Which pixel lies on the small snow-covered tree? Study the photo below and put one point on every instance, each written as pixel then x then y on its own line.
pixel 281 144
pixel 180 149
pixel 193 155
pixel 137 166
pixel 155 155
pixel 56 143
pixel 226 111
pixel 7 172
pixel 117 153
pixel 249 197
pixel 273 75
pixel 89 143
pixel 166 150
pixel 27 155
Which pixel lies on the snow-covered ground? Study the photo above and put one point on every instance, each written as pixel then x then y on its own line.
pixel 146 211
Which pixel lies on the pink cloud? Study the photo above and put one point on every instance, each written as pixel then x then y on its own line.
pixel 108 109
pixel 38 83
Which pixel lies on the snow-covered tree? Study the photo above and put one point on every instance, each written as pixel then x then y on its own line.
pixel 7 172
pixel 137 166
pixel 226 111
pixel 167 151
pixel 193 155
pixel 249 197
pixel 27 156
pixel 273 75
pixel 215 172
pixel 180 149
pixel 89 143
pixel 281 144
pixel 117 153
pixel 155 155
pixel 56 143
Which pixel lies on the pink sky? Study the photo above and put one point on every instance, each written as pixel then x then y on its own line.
########################################
YOUR GOAL |
Output these and nothing else: the lines from the one holding "Which pixel lies on the pink cloud?" through the final line of the entries above, exactly as they appear.

YOUR RESPONSE |
Which pixel lies on the pink cloud? Study the photo above and put one point on every instance, each written as pixel then x then y on its own line.
pixel 108 109
pixel 38 83
Which pixel lies on the snow-covered tree? Study the photo above and put one point on every instance, each written as pixel then x then y on its own line.
pixel 7 172
pixel 137 166
pixel 226 111
pixel 167 151
pixel 193 155
pixel 249 197
pixel 27 156
pixel 273 75
pixel 215 172
pixel 180 149
pixel 89 143
pixel 281 144
pixel 117 153
pixel 155 155
pixel 56 143
Which pixel lies on the pink sky? Study the photo above and put one point on every instance, each written as pixel then x then y on its own line.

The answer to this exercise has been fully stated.